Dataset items
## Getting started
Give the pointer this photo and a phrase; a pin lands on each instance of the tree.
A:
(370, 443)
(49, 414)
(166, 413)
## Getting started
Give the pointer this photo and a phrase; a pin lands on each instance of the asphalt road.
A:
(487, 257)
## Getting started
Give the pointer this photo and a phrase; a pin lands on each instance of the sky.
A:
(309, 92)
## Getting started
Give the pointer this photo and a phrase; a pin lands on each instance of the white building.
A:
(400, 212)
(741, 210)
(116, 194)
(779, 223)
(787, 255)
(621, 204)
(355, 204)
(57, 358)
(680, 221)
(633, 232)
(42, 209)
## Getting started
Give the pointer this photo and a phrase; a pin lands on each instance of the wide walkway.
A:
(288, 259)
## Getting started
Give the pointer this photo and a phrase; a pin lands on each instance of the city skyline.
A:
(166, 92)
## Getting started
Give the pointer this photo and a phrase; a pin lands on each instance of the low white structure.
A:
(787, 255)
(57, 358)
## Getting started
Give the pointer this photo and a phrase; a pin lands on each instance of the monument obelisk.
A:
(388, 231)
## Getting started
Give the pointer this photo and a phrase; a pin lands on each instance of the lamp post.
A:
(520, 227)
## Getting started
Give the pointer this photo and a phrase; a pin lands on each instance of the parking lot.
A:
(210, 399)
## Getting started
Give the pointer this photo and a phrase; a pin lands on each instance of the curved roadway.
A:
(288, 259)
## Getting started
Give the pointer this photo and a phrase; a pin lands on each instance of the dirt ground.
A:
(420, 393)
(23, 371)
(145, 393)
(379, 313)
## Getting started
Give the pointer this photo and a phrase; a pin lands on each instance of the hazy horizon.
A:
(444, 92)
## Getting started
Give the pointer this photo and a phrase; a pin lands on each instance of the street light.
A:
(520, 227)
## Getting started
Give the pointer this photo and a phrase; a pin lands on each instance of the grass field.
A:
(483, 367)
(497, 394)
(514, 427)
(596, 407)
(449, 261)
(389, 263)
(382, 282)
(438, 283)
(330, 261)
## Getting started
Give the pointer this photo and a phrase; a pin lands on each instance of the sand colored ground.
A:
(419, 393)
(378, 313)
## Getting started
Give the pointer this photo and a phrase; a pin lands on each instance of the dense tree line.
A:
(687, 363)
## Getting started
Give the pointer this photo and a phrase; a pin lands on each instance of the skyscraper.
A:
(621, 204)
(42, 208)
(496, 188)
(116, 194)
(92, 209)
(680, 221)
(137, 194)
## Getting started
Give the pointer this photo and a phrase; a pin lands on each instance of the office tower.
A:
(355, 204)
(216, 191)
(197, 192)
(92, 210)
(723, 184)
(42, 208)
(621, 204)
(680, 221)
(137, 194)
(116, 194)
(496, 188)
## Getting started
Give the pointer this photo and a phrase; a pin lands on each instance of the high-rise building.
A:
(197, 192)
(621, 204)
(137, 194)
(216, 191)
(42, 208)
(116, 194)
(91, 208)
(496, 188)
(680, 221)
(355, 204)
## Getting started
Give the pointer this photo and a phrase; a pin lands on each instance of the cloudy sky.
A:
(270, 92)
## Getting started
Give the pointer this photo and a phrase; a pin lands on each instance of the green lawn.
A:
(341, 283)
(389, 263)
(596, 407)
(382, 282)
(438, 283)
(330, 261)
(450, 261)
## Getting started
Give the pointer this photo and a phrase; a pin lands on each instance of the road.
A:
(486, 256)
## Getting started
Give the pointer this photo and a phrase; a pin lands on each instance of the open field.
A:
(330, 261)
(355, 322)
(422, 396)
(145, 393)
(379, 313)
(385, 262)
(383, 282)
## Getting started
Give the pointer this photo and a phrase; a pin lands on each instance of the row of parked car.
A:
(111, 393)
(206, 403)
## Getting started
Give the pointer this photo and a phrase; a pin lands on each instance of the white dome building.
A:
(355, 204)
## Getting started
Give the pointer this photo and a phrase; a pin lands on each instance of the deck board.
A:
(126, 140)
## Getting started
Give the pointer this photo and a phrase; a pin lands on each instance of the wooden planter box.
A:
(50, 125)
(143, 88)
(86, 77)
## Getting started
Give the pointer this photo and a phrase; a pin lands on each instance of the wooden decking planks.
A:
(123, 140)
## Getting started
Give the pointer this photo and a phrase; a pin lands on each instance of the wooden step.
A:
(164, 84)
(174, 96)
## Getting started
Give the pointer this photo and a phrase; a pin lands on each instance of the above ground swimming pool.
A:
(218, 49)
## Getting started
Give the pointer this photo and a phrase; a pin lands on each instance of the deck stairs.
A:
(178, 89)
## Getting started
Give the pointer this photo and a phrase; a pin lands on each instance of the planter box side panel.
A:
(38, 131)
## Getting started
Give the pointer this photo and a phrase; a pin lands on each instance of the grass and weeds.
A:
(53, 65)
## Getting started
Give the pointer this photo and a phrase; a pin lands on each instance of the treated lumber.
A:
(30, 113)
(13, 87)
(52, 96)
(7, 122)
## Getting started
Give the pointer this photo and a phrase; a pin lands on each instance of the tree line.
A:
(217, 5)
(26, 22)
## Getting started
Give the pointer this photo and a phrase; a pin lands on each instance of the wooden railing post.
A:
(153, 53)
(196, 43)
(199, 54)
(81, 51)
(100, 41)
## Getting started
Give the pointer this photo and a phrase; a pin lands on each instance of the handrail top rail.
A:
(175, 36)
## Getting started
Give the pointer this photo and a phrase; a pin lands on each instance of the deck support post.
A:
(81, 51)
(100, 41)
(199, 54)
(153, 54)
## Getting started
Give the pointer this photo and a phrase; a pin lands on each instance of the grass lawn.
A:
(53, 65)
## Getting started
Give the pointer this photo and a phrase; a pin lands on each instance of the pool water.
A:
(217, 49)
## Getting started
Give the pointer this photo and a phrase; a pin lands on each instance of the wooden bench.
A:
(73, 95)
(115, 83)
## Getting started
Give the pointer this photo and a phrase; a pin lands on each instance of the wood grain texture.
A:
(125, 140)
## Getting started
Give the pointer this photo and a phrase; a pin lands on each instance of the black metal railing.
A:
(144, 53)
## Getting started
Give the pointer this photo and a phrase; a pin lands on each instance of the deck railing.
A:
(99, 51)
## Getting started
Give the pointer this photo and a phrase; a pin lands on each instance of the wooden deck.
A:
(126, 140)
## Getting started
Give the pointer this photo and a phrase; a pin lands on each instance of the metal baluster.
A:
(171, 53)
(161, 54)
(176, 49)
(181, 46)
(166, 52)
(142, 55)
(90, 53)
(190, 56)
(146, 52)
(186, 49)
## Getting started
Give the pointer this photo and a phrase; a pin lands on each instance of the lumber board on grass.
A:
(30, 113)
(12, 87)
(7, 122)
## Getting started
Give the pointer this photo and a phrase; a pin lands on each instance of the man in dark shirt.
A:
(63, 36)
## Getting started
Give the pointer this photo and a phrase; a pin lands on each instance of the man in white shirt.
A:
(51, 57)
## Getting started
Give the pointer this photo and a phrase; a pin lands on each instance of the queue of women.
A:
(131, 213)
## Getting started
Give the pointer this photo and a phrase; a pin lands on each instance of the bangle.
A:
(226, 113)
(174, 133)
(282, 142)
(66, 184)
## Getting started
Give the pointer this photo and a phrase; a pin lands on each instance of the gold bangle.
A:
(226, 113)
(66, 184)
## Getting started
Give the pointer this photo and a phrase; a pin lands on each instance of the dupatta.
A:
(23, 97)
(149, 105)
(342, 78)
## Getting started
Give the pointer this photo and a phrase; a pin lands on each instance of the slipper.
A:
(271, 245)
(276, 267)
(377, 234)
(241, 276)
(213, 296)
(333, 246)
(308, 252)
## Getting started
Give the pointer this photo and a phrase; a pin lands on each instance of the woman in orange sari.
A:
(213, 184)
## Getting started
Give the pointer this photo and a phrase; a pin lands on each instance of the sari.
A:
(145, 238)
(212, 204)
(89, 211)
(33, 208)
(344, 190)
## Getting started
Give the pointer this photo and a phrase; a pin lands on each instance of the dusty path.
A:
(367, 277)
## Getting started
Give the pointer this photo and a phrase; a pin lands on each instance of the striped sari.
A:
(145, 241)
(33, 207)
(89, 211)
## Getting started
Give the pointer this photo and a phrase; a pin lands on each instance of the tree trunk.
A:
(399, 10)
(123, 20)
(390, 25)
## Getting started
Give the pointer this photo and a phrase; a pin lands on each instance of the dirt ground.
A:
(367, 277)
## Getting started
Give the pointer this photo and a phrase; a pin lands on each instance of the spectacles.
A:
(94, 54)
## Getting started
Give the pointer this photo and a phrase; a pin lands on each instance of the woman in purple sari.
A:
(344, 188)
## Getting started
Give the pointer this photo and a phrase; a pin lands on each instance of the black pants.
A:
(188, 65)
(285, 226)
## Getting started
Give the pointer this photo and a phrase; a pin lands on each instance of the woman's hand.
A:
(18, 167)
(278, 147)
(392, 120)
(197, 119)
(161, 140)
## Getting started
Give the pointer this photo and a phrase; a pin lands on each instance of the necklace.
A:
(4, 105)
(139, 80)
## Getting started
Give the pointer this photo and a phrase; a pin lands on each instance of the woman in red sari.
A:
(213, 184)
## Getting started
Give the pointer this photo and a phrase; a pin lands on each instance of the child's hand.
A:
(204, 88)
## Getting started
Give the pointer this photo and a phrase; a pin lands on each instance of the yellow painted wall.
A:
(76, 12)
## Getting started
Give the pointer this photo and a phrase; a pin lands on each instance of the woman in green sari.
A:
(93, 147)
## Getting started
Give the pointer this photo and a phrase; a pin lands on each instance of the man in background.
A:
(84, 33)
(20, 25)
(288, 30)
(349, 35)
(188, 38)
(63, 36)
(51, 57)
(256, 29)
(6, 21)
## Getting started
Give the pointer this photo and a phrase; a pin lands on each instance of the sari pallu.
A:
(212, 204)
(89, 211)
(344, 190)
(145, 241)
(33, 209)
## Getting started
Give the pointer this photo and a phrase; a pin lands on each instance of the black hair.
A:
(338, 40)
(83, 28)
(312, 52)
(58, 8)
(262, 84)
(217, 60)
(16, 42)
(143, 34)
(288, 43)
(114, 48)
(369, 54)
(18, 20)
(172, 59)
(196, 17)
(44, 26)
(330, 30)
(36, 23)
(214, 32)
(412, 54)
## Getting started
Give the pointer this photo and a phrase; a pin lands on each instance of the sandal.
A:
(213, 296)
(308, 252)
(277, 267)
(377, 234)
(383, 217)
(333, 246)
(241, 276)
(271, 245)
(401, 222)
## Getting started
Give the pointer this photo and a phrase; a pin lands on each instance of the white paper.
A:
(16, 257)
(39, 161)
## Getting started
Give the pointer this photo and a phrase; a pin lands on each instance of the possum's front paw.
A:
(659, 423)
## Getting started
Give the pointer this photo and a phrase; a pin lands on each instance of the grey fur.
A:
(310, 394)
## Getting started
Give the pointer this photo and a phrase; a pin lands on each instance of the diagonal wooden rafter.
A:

» **Task requirements**: The lines from the one with "diagonal wooden rafter." through the final line of the data are to be reproduced exactly, both included, with no other lines.

» **Solution to this problem**:
Give the pointer this photo and a phrase; a pin lands on each instance of the diagonal wooden rafter.
A:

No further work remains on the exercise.